BBV is a (+)ssRNA virus from the family Nodaviridae and of the genus Alphanodavirus. Each member of the family Nodaviridae is classified as either an alpha (infecting insects) or beta-nodavirus (infecting fish) with BBV being an alphanodavirus.

==Viral structure==
The structure of BBV is similar to the other viruses in its family. BBV is made of a non-enveloped virion that has a diameter of approximately 32.4 nm. The virion is made up of 180 copies of a single viral coating protein. The virion is organized in T=3 icosahedral symmetry, meaning there are 60 triangular subunits each made up of 3 viral capsid proteins. The virion contains both RNA1 and RNA2 inside of it, but RNA3 is not included into the virion and is transcribed after infection of a host cell. RNA3 is not necessary for replication, however it is coded for with RNA1 making it always synthesized.

==Viral genome==
The BBV insect virus genome is made of two mRNA molecules encapsidated in a single virion. The nucleotide sequence of BBV RNA1 is 3015 bases long, this along with RNA2's 1399 base pairs completes the viral genome. The genome of BBV and other viruses in its family are incredibly small, nearly half the size of picornaviruses, making it the smallest class of virus with a segmented genome. The RNA1 sequence contains a 5' region of 38 nucleotides with no coding role. It also contains a coding region for protein A, which is used in RNA synthesis. A 3' proximal region encoding RNA3 (389 bases) is also overlapped within the RNA1 sequence. RNA3 is a subgenomic messenger RNA made in infected cells but not encapsidated into the original virions. The RNA3 sequence begins inside the coding region of protein A and also forms protein B from its own frames. RNA1 and RNA2 seem to be fairly independent of each other, except for their ability to bond when forming the capsid. RNA2 is also found to suppress the function of RNA3, which could be a marker to begin capsid construction.

==Viral replication==
The genome and viral messenger for (+)ssRNA noroviridae viruses is the initial virion RNA. RNA1 sequence encodes for the virus' RNA-dependand RNA polymerase which is protein A. Thee virion also contains code for RNA2 which forms a precursor protein for capsid formation. RNA3 is also formed in infected cells from RNA1 sequence, and is inhibited by RNA2 though independently coded. RNA3 encodes for proteins B! and B2. B1 is used as the end terminal for RNA replicase, but the function is to totally clear. B2 is a separate unique protein which also has an unknown use. When tested, neither B1 or B2 was necessary for replication, however the new genotypes did not match exactly with the wild type.

### Exercise requirements
(A) Answer these questions from the passage on BBV:
(i) What is the approximate diameter of the BBV virion?
(ii) How many bases long is the nucleotide sequence of BBV RNA1?
(iii) Which protein coded for in the RNA1 sequence is used in RNA synthesis?
(B) Resume the passage on BBV, picking up right after its final sentence.
The records that come after this passage on BBV have no connection to it.

[Natural-language object grounding records]
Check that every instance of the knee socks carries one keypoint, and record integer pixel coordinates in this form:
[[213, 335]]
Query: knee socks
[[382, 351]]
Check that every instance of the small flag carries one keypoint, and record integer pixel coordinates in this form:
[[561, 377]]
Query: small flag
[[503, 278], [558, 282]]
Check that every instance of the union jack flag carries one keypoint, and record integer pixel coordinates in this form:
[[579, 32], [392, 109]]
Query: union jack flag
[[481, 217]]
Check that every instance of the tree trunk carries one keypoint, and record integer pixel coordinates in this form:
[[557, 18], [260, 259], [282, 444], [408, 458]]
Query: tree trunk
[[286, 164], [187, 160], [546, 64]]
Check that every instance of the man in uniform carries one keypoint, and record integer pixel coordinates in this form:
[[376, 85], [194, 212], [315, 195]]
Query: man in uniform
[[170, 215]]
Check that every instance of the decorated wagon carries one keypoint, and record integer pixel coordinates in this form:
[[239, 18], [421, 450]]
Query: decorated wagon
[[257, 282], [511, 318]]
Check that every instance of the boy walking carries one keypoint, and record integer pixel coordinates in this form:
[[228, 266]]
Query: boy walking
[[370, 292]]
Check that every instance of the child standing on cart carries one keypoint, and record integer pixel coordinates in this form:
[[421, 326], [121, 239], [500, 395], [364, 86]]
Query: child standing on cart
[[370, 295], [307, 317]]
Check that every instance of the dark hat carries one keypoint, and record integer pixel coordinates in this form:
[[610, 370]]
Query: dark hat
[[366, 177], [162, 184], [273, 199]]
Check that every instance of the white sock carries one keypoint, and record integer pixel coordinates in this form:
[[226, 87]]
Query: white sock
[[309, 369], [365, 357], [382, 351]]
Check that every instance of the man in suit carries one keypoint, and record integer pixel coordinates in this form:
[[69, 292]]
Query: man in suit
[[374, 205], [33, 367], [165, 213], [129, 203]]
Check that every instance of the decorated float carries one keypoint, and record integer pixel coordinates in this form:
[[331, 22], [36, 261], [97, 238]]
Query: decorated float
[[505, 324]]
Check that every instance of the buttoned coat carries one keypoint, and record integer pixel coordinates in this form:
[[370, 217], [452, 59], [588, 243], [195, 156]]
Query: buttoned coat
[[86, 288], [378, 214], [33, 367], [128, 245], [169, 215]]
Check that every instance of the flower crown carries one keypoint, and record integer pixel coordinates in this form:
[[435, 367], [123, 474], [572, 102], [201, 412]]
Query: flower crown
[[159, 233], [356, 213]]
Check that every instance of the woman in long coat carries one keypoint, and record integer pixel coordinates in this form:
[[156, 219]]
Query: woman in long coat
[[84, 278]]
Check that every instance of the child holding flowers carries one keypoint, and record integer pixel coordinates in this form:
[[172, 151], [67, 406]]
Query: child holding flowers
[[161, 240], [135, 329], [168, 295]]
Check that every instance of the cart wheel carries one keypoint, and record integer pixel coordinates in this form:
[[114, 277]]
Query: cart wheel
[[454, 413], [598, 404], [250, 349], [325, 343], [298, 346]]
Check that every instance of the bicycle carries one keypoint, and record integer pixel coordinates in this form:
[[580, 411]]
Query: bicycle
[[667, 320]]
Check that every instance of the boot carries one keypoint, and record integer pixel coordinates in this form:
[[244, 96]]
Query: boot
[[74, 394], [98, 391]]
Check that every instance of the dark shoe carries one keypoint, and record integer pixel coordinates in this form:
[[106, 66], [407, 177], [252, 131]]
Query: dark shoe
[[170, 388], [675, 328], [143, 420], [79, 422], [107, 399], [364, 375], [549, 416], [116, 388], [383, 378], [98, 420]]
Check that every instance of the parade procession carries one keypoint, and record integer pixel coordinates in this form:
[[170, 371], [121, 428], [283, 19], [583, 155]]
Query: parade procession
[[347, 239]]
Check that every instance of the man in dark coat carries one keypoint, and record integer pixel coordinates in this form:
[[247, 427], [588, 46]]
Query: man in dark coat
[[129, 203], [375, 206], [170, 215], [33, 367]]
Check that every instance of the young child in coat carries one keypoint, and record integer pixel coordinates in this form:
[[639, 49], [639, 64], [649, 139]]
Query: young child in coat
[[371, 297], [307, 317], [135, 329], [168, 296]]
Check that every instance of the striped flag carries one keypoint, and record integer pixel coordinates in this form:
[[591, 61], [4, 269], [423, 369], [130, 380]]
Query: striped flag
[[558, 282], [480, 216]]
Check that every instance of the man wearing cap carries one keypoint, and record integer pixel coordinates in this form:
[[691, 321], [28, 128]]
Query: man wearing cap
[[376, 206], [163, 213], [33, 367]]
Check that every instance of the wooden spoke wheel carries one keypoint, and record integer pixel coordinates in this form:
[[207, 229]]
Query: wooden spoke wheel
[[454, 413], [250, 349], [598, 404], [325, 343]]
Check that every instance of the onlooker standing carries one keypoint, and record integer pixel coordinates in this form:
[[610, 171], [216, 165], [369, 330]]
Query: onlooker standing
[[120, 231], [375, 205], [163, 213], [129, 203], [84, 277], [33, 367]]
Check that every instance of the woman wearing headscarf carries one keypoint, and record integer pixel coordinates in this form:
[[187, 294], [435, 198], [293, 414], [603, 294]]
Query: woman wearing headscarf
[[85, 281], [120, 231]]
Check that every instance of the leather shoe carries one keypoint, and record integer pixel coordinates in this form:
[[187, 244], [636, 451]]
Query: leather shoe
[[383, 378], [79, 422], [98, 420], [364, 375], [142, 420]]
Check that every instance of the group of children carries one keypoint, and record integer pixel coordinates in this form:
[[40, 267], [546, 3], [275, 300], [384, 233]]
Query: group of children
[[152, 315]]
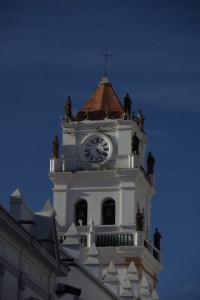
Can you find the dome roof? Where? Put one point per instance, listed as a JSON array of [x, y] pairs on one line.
[[103, 103]]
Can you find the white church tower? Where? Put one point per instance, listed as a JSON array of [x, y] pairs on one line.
[[103, 185]]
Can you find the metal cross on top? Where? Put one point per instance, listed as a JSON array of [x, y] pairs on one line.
[[106, 55]]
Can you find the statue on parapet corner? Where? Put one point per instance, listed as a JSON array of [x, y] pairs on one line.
[[157, 237], [68, 108], [139, 221], [135, 144], [140, 120], [127, 107], [55, 148], [150, 164]]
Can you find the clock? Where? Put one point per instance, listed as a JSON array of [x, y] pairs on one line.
[[97, 148]]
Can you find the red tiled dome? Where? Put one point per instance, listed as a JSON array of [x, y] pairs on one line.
[[102, 103]]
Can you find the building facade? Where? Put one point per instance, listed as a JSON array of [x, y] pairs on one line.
[[103, 183]]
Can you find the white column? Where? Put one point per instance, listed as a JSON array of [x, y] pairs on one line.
[[2, 272]]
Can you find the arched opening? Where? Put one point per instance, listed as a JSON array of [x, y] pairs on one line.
[[108, 212], [81, 213]]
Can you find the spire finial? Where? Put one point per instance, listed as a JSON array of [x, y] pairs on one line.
[[106, 55]]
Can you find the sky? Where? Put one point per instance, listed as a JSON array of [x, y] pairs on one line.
[[50, 50]]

### Results for the exercise
(A)
(i) Approximately 32.4 nm.
(ii) 3015 bases.
(iii) Protein A.

(B)
=== Cell entry ===
The virus will first enter the cell via penetration of the membrane. Once in the cell, the virus uncoats itself and releases the genomic RNA into the cytoplasm of the cell. Typically, Nodaviridae will form an invagination within the membrane of the host cell mitochondria where it will prepare to replicate.

=== Replication and transcription ===
Once set in the invagination, RNA1 is transcribed, thus allowing for the RNA-dependent polymerase to be synthesized. The space occupied by the virus is then known as a cytoplasmic viral factory in which the virus uses the host cell machinery to continue replication of RNA strands that will then be turned into dsRNA. The dsRNA is then finally transcribed or replicated into either viral mRNA or more ssRNA to be replicated again.

=== Viral assembly and release ===
Once RNA2 is synthesized, the virus then prepares for assembly. When the ratio of ribosomes to N proteins becomes favorable to switch to capsid formation, the virus spontaneously assembles around RNA1 and RNA2 into an icosahedral capsid leaving the previously synthesized RNA3 outside of the capsid. Once Capsid maturation occurs via autoproteolytic cleavage of capsid protein alpha, capsid protein beta and peptide gamma are formed. Peptide gamma is assumed to be released in the endosome where it disrupts the endosomal membrane allowing the new viral RNA to be released into the cytoplasm of the cell creating the new infected cell.

==Host interaction==
Although BBV has been shown to infect multiple types of insect cells, it has only been seen in the wild to infect Heteronychus arator - the New Zealand black beetle. The virus is able to kill the host organism, and plays a key role in suppressing the population of black beetles when they verge on overpopulating.